EXERCISE: Once you find the line that contains "Where can you see the wet" in the entries below, give it again along with every following line, unchanged, through the final one.

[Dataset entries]

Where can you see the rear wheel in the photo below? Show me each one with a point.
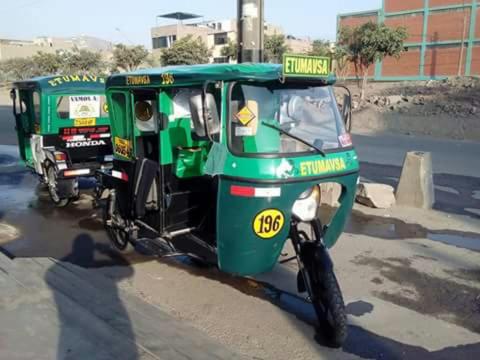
(52, 187)
(115, 226)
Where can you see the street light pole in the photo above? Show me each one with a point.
(250, 30)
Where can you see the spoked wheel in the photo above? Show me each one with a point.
(115, 226)
(321, 283)
(329, 306)
(52, 187)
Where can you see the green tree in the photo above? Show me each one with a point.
(369, 43)
(82, 61)
(230, 50)
(128, 58)
(275, 47)
(17, 69)
(48, 63)
(186, 51)
(320, 48)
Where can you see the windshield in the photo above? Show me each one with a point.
(281, 119)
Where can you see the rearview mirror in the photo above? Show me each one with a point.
(143, 110)
(295, 107)
(13, 96)
(347, 111)
(205, 121)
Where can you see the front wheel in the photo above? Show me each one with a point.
(330, 308)
(318, 278)
(53, 187)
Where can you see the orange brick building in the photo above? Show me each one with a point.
(444, 38)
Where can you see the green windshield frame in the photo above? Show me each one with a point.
(279, 85)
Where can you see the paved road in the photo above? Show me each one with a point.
(7, 126)
(47, 231)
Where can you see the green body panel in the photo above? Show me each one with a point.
(188, 155)
(240, 250)
(286, 169)
(48, 89)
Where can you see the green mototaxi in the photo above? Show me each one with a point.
(63, 130)
(224, 163)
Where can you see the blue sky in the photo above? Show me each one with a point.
(130, 21)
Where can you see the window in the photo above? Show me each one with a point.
(220, 60)
(221, 39)
(270, 119)
(163, 42)
(120, 115)
(36, 107)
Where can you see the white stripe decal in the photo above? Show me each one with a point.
(268, 192)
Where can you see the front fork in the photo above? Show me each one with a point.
(312, 256)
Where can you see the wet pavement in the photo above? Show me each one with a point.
(46, 231)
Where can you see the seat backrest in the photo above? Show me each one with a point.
(209, 117)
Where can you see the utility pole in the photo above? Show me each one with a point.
(250, 30)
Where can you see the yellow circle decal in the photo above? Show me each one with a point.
(268, 223)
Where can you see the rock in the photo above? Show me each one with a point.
(415, 187)
(394, 99)
(419, 100)
(378, 196)
(330, 193)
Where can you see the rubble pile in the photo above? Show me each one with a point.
(456, 96)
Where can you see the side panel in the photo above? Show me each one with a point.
(240, 250)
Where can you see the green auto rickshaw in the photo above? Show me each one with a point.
(63, 130)
(224, 163)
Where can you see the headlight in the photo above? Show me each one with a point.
(305, 208)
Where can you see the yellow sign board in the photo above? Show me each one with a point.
(85, 122)
(245, 116)
(306, 66)
(318, 167)
(122, 147)
(268, 223)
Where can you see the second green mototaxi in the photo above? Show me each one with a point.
(225, 163)
(63, 130)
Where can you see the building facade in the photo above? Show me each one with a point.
(444, 38)
(11, 48)
(216, 35)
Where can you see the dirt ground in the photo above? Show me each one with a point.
(397, 284)
(446, 109)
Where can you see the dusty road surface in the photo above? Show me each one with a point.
(411, 279)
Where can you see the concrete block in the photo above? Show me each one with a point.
(415, 188)
(378, 196)
(330, 193)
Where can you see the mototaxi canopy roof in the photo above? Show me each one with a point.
(198, 74)
(64, 84)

OUTPUT:
Where can you see the wet pavement in the photo above? Show me each one with a point.
(46, 231)
Where can you see the seat backrest in the photo above? Show me each one with a point.
(209, 117)
Where can you see the utility pole in the photo above? Show me each one with a point.
(250, 30)
Where can you see the yellow circle decal in the photo above? Show me each one with a point.
(268, 223)
Where can you see the rock in the photo above? Show me each one with a point.
(415, 187)
(394, 99)
(419, 100)
(378, 196)
(330, 193)
Where can you see the rubble pile in the photo above? Show me each one with a point.
(456, 96)
Where can you see the side panel in the photo above? Show me each one with a point.
(240, 250)
Where can you see the green auto rickshaw in the photo above? Show me each one with a point.
(63, 130)
(224, 163)
Where can you see the headlight in the photo above? Show me each one with a point.
(305, 208)
Where can you see the yellow sign board in the photo above? Show me each one with a point.
(85, 122)
(245, 116)
(306, 66)
(318, 167)
(122, 147)
(268, 223)
Where can you see the second green mototaxi in the photo above? Show me each one with a point.
(225, 163)
(63, 130)
Where can you see the building facade in the photo above? Show me each one with a point.
(444, 38)
(11, 48)
(216, 35)
Where can you see the dirt ground in the photo above? Show me each one with a point.
(397, 284)
(446, 109)
Where can you see the dusty road surface in the photo above? Show me each one with a point.
(411, 279)
Where can you see the concrete block in the photo above? Show me each one with a point.
(415, 188)
(378, 196)
(330, 193)
Where can you see the mototaxi canopy roof in the photo above? Show me each one with a point.
(198, 74)
(64, 84)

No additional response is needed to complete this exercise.